**WHAT YOU ARE ASKED TO DO:** According to the passage below on Base Hospital 19, how many patients did the unit treat between July 1918 and February 1919?

[[ EXTRACT PROVIDED open ]]

General Content
It would only be a matter of time before the United States would become involved in the First World War (1917 - 1918). By that time Dr. Ralph Fitch, Orthopedist to Rochester General Hospital was already in France in charge of a French military hospital
In 1915, the Surgeon General, William C. Gorgas asked Dr. John M. Swan to organize a military general hospital for service in Europe in the event that the U.S. entered the war. Swan's organization was the third civilian hospital to be raised and the first not attached to a university. It was activated in February 1918, becoming Base Hospital 19. The hospital's staff was drawn from Rochester's hospitals and Nursing Alumni associations. In July 1918 they were the second medical unit to arrive at the hospital center established in Vichy, France, where they set up a 1,000-bed hospital. Between July 1918 and February 1919 the unit treated 11,000 patients.
At home this cut the hospital's staff by 50%; the complement of six interns was reduced to two, and graduate nurses, orderlies and non-professional staff were called into service. Many doctors came out of retirement; and the Twigs furnished volunteers to help man the hospital during this difficult time. By the end of the war 53 medical staff and former interns and 84 graduates of the School of Nursing had served with Base Hospital 19 and other units at home and abroad.

[[ EXTRACT PROVIDED closed ]]
[[ INFORMATION SUPPLIED open ]]

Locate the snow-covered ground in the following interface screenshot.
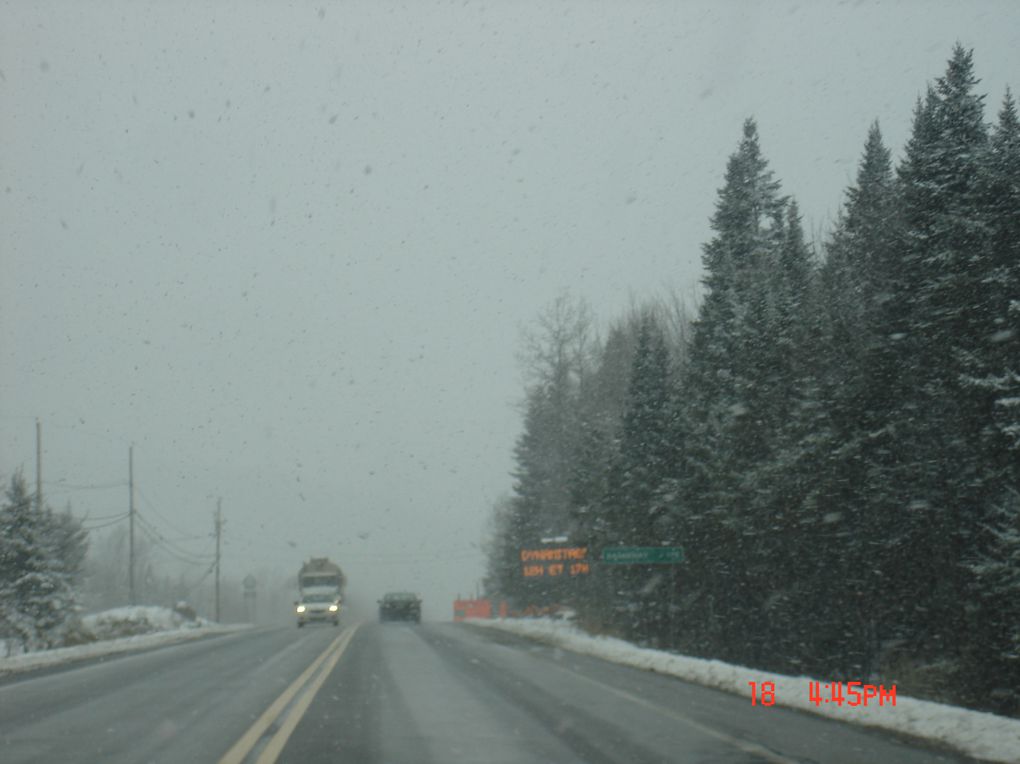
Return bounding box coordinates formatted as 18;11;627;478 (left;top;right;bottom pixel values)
0;606;250;674
468;618;1020;764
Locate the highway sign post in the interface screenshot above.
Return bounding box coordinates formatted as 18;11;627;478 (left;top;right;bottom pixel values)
602;547;683;565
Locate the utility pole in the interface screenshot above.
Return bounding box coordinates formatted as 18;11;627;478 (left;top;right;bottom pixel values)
216;499;223;623
36;418;43;512
128;444;135;605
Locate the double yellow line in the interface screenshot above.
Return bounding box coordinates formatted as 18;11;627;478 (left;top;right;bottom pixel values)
219;623;358;764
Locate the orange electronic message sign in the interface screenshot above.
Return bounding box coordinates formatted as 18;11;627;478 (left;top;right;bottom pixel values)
520;547;592;578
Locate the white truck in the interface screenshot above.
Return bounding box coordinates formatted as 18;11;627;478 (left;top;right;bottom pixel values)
294;557;347;628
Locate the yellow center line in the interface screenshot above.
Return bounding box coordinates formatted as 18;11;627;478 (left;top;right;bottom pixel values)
219;624;358;764
256;624;358;764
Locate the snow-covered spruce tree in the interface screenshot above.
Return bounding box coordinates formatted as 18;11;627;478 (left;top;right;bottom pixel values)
0;472;87;651
604;310;677;644
499;295;597;604
888;45;998;687
797;123;900;676
674;119;798;662
961;93;1020;714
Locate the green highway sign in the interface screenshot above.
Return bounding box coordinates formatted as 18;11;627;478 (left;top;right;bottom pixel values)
602;547;683;565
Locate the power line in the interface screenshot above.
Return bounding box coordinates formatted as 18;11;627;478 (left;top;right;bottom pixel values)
135;486;203;541
82;512;128;533
135;511;215;564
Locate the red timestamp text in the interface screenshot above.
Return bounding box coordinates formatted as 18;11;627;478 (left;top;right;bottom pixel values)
748;681;896;708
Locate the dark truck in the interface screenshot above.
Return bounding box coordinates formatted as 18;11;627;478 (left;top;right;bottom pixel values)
379;592;421;623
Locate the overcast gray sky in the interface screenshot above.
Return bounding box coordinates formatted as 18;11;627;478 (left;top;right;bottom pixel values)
0;0;1020;617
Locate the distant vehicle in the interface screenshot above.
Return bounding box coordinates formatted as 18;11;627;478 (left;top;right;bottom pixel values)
295;593;342;628
378;592;421;623
294;557;347;628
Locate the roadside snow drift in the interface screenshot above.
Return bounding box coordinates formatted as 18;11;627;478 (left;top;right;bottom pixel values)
0;606;249;675
467;618;1020;764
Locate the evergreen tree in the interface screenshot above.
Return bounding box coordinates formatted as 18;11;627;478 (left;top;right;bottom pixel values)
0;472;86;650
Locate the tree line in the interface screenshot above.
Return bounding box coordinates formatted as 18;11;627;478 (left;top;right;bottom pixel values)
487;45;1020;714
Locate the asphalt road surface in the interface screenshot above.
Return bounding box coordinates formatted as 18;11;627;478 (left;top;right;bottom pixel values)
0;622;983;764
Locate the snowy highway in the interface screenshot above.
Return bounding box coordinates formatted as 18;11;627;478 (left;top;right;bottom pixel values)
0;622;979;764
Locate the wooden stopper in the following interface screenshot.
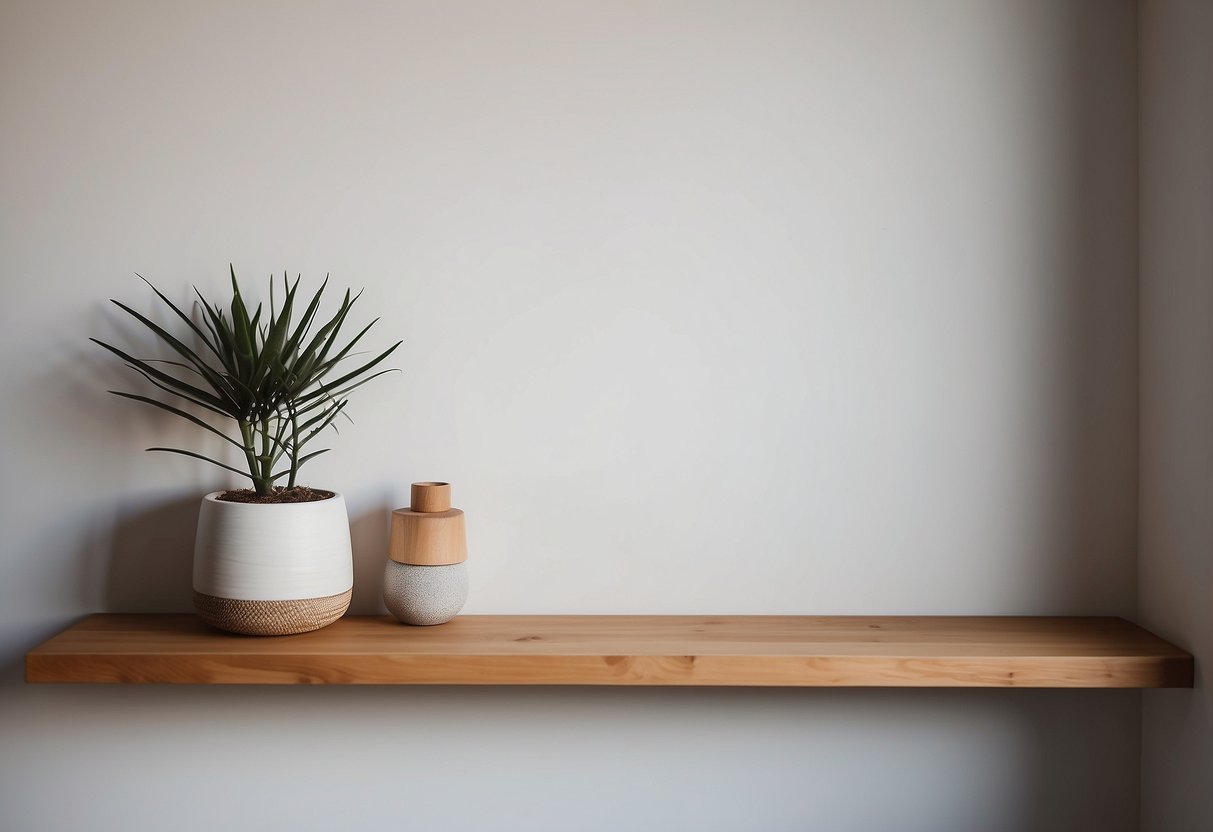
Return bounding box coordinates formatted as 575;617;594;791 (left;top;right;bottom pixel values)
387;483;467;566
409;483;451;512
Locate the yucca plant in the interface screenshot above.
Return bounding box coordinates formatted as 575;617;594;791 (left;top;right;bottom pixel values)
90;267;402;497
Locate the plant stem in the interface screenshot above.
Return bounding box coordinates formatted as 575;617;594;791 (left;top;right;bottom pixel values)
257;417;274;495
238;418;268;494
286;408;300;489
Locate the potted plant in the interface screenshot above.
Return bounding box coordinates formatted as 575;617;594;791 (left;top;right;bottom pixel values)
91;267;400;636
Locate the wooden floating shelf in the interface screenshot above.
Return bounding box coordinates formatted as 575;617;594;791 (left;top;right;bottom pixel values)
25;615;1192;688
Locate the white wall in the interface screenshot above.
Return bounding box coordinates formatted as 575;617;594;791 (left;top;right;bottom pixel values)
0;0;1140;832
1139;0;1213;832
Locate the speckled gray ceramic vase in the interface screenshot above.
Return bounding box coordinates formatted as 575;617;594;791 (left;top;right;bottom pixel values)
383;560;467;625
383;483;467;625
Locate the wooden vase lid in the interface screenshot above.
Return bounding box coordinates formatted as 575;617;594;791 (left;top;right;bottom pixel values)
387;483;467;566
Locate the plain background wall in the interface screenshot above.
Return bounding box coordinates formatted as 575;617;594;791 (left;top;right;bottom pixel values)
1139;1;1213;832
0;0;1140;832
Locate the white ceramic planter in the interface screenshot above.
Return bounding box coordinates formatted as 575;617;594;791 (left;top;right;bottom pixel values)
194;491;354;636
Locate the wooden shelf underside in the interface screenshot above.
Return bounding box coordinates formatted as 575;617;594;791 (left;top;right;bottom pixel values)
25;615;1192;688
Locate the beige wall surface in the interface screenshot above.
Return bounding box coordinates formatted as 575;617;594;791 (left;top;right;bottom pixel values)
0;0;1140;832
1139;1;1213;832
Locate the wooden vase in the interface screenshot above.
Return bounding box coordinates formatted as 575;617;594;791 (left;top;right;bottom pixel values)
383;483;467;625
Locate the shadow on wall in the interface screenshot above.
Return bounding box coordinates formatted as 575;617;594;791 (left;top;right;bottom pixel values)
349;498;395;615
103;496;199;612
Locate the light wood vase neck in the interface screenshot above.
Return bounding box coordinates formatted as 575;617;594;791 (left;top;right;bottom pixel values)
387;483;467;566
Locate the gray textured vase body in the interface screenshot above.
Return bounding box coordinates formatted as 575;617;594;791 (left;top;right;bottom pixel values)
383;560;467;625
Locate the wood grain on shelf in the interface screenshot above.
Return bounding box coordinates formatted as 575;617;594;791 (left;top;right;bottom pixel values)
25;615;1192;688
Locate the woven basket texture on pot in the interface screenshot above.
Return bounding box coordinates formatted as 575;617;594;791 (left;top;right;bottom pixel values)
194;588;354;636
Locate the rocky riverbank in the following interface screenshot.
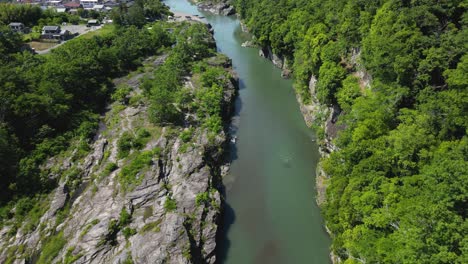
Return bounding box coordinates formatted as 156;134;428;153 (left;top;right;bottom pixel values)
0;31;237;263
189;0;236;16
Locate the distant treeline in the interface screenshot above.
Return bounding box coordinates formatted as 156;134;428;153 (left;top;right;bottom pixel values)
0;1;175;202
234;0;468;263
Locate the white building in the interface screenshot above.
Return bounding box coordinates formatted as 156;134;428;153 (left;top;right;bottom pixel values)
80;0;101;9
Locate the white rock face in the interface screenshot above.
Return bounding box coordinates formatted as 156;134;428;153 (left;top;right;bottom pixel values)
0;54;236;264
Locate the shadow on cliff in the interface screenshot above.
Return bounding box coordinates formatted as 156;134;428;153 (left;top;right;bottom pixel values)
216;76;246;263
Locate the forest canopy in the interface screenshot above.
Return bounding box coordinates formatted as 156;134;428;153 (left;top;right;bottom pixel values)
234;0;468;263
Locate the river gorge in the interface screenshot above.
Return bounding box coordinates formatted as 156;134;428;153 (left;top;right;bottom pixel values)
165;0;330;264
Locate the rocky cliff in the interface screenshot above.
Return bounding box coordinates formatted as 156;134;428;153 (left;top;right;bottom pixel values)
0;50;236;263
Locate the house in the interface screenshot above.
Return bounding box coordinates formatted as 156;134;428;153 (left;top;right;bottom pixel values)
80;0;101;9
86;19;101;27
8;22;29;33
63;2;82;14
55;6;68;13
41;26;71;40
46;0;62;6
93;5;106;12
63;2;81;9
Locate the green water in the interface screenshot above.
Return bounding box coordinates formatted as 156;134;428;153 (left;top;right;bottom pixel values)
165;0;330;264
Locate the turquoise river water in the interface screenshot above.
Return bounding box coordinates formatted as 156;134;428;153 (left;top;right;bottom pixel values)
165;0;330;264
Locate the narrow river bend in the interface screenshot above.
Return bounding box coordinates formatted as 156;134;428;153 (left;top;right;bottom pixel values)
165;0;330;264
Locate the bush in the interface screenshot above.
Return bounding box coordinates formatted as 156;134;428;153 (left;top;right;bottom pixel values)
164;197;177;212
195;192;211;205
180;128;193;143
141;219;162;234
117;131;134;159
119;151;153;190
37;231;66;264
122;227;137;239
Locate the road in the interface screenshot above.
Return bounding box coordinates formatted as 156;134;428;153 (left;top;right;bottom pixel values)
36;25;102;54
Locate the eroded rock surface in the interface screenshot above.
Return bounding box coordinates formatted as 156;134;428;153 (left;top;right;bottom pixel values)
0;53;236;264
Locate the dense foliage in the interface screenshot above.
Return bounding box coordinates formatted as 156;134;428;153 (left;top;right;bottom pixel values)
143;23;231;137
0;6;173;205
234;0;468;263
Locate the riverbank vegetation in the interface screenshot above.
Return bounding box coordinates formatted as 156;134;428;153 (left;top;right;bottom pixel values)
234;0;468;263
0;1;175;226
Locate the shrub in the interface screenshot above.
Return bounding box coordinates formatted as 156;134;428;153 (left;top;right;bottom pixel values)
195;192;211;205
37;231;66;264
164;197;177;212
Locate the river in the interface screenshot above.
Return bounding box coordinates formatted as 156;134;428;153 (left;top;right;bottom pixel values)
165;0;330;264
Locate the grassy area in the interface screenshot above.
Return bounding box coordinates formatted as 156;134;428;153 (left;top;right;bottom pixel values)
28;41;58;51
80;24;115;39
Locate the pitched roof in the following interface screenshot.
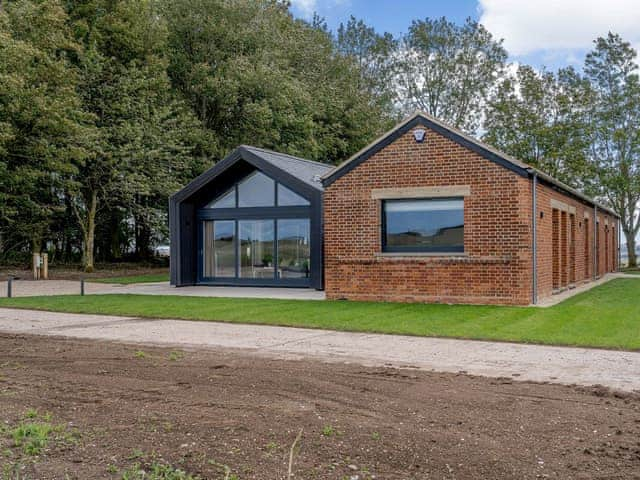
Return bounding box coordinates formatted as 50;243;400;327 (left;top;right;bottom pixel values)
240;145;333;190
322;111;620;218
171;145;333;202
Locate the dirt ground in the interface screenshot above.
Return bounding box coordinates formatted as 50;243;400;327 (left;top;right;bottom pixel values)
0;335;640;480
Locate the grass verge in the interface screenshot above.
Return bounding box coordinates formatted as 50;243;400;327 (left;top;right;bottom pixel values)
0;279;640;350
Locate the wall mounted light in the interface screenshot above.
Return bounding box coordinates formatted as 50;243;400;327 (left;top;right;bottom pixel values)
413;128;427;143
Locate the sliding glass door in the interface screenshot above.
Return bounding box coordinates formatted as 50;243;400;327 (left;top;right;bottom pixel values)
200;218;311;285
238;220;275;278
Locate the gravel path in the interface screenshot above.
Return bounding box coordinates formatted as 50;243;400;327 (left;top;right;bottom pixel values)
0;308;640;392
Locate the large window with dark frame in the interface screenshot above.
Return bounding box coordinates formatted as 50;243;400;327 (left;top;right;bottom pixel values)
382;197;464;253
201;171;311;283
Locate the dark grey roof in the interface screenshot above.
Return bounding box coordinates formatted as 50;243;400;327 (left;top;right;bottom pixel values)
322;111;620;218
171;145;333;202
240;145;333;190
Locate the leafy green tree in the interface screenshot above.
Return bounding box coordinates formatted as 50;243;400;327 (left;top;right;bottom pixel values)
336;15;398;112
163;0;387;162
68;0;206;271
483;65;594;188
397;17;507;133
584;33;640;266
0;0;91;258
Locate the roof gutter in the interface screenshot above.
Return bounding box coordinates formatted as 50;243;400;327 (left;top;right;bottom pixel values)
531;171;538;305
527;167;620;218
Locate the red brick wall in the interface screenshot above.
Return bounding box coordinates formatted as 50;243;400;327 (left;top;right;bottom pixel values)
324;124;531;304
324;123;620;305
536;180;618;299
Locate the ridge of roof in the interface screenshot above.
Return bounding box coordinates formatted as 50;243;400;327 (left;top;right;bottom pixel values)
240;144;334;169
322;110;620;218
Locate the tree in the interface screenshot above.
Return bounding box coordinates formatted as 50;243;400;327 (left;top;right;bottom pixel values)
335;15;398;112
483;65;594;184
163;0;388;162
584;33;640;266
68;0;206;271
397;17;507;133
0;0;91;258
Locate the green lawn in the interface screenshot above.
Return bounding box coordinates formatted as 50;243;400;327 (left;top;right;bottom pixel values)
0;279;640;350
87;272;169;285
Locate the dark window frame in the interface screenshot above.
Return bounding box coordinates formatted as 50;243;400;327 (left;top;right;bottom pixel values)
200;170;311;211
380;196;465;255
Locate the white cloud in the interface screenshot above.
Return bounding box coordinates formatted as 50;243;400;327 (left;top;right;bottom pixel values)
290;0;350;19
291;0;318;17
479;0;640;56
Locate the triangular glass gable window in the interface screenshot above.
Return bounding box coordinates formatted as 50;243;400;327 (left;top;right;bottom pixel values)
278;183;309;207
238;172;276;207
205;187;236;208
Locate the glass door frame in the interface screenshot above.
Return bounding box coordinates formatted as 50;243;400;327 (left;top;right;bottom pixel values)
196;206;313;287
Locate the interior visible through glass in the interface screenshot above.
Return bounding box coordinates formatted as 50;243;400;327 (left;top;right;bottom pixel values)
384;198;464;252
205;187;236;208
203;220;236;277
238;220;275;278
278;218;310;278
238;172;276;207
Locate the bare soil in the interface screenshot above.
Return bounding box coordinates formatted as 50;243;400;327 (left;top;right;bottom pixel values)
0;335;640;480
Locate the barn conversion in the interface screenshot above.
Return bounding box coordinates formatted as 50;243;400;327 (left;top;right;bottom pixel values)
170;113;619;305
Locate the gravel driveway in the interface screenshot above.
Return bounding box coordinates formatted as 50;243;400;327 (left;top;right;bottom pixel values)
0;308;640;391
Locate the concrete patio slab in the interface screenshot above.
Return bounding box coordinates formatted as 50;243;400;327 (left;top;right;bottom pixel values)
0;308;640;391
0;280;325;300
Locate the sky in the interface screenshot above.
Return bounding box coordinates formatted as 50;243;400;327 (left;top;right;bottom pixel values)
291;0;640;70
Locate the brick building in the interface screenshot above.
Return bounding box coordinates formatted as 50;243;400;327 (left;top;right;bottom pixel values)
323;113;618;305
170;113;619;305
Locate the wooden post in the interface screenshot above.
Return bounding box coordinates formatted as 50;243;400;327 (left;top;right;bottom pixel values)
42;253;49;280
33;253;40;280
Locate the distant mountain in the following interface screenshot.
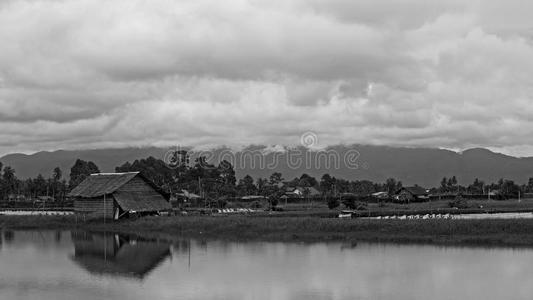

[[ INFORMATION SUPPLIED closed ]]

**OUTPUT FOR THIS EXERCISE:** 11,000 patients